## EXERCISE AIM
Each record is to be reproduced verbatim.
::::::::::
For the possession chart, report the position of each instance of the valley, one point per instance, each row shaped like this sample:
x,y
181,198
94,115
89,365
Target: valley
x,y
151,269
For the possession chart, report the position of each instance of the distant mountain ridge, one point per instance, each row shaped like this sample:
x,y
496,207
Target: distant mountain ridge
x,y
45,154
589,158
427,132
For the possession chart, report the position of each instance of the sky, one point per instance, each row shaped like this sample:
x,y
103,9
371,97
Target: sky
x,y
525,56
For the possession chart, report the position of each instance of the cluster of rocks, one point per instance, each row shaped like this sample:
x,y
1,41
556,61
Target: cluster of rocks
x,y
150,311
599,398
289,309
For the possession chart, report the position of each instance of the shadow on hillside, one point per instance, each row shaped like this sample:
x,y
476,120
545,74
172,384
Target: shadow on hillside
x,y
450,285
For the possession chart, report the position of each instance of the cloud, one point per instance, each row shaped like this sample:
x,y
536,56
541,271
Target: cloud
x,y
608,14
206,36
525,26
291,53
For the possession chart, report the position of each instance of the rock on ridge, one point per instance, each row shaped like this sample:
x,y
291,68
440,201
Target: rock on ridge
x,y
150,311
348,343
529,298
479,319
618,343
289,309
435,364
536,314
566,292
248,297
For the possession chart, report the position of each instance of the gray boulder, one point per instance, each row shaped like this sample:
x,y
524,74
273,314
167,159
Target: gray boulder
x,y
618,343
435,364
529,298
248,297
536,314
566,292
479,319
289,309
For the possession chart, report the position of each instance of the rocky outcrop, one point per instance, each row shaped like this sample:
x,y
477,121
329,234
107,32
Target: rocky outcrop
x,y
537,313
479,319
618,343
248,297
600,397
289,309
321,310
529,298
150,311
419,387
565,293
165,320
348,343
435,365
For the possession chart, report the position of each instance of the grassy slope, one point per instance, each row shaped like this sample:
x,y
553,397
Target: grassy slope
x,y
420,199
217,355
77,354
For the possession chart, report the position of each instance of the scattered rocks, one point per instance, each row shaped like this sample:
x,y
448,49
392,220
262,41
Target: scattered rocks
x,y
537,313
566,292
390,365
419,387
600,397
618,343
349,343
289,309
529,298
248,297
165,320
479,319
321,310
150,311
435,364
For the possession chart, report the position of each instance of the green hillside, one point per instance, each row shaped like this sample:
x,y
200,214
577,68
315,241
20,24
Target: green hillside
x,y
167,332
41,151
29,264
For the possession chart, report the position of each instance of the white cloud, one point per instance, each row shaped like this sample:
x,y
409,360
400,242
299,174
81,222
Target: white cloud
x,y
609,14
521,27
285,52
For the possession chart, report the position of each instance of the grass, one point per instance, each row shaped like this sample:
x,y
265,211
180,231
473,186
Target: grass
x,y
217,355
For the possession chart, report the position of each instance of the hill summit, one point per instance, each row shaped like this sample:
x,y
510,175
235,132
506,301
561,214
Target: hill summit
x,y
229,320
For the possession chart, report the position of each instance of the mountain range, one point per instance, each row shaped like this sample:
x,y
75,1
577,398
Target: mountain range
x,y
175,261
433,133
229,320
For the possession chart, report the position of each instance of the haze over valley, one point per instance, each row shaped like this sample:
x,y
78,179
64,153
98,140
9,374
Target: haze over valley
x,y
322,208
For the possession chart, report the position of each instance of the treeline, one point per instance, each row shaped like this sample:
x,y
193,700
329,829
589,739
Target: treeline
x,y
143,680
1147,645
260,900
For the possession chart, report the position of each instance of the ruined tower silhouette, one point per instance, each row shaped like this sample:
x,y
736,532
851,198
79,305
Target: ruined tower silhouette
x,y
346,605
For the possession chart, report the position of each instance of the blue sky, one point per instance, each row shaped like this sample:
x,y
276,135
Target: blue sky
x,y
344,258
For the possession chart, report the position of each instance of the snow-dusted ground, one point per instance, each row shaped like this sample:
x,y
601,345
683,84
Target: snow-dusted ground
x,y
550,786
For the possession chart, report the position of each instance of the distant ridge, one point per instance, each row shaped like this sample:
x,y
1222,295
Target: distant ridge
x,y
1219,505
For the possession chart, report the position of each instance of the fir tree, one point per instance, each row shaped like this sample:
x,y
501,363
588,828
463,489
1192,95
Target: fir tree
::::::::::
## RESULT OF THE EXERCISE
For the possession chart, report the position of each instance of the valley, one point per instance, each row shaped like this sample:
x,y
181,198
94,115
89,365
Target: valley
x,y
151,269
For the possession chart, report the position of each instance of the distant mountain ridge, one point per instance, each row shaped like this sample:
x,y
496,207
Target: distant mountain ridge
x,y
45,154
589,158
427,132
For the possession chart, report the position of each instance of the sky, one point per instance, each row shaped like this sample:
x,y
103,9
371,97
Target: sky
x,y
525,56
For the possession chart, report the position of each instance of the cluster of rocks, one point per instance, each row shaped like this sample:
x,y
1,41
556,61
Target: cluster of rocks
x,y
150,311
599,398
289,309
For the possession chart, report the position of each instance of the shadow on hillside, one point per instance, each row shaped like this sample:
x,y
476,120
545,74
172,384
Target: shadow on hillside
x,y
450,285
For the possession chart, report the position of each instance of the cloud, one point per instance, each row shaped like this sample:
x,y
536,56
541,271
Target: cloud
x,y
608,14
206,36
525,26
291,53
For the possession chart, report the position of each instance of the rock on ridge, one point per instance, each row shaped like this sample:
x,y
291,68
440,201
Target: rock on ridge
x,y
150,311
348,343
529,298
479,319
618,343
289,309
435,364
536,314
566,292
248,297
For the possession chart, report the position of each instance of the gray boulder, one point per instance, each row shaped like this sample:
x,y
524,74
273,314
167,159
Target: gray boulder
x,y
618,343
435,364
529,298
248,297
536,314
566,292
479,319
289,309
For the possession chart, report the position of each instance of the rocky outcrop, one point per instance, each row shaped like this sample:
x,y
477,121
329,234
107,32
Target: rocky outcrop
x,y
537,313
479,319
618,343
248,297
600,397
289,309
321,310
529,298
150,311
419,387
565,293
165,320
348,343
435,365
For the possession chart, report the position of each instance of the grassy slope, one point per instance, each row shaped like this sample:
x,y
553,397
Target: grassy slope
x,y
420,199
217,355
77,354
For the possession chart, report the position of each instance of the scattered rocks, one point per instance, each row shaped like this sample:
x,y
448,49
392,220
262,41
Target: scattered rocks
x,y
537,313
566,292
390,365
419,387
600,397
618,343
349,343
289,309
529,298
248,297
165,320
479,319
321,310
150,311
435,364
For the possession chart, report the position of each instance of the green hillside, one point per instance, each row shaped like this sample:
x,y
200,214
577,68
315,241
20,24
Target: green hillside
x,y
167,332
41,151
29,264
For the possession chart, report the position of each instance of the white cloud, one point per instance, each row shaped like this sample:
x,y
409,360
400,242
299,174
81,222
Target: white cloud
x,y
609,14
521,27
285,52
For the possession chart, report the position of each instance of the grass, one point per instance, each row shaped like this sample:
x,y
265,211
180,231
473,186
Target: grass
x,y
217,355
For the possession chart, report the position of each instance of the hill summit, one point per instance, each row shaped like this sample:
x,y
510,175
235,132
506,301
561,214
Target: hill summit
x,y
229,320
For the possession chart, report the position of each instance of the mountain range, one point per instance, each row shaped like this sample:
x,y
75,1
577,398
Target: mountain range
x,y
175,261
433,133
229,320
For the possession chart, report the position of each instance of the haze over valley, one point per instance, each row shaped like this sample:
x,y
78,179
64,153
98,140
9,374
Target: haze over valley
x,y
322,208
For the possession chart, report the position of each instance of the treeline, one point per instance, each row shaped like this sample:
x,y
193,700
329,829
589,739
Target: treeline
x,y
143,680
1147,645
260,900
For the possession chart, report the position of each instance of the ruined tower silhouette, one point per instance, each row shaped like this sample:
x,y
736,532
851,198
79,305
Target: ruined tower silhouette
x,y
346,605
For the possession chart, report the position of each instance of the blue sky, one point per instance, each row shaped like this sample:
x,y
276,135
Target: blue sky
x,y
344,258
For the possession chart, report the position of each instance of the snow-dusted ground, one point per instance, each row shaped like this sample:
x,y
601,345
683,84
Target: snow-dusted ground
x,y
550,786
For the possession chart, report the position of each instance of the distant ridge, one point per instance, each row shaped like this sample:
x,y
1222,295
Target: distant ridge
x,y
1219,505
For the possession chart, report the position of each instance of the fir tree, one point per instance, each row shaped like this sample:
x,y
501,363
588,828
463,489
1192,95
Target: fir tree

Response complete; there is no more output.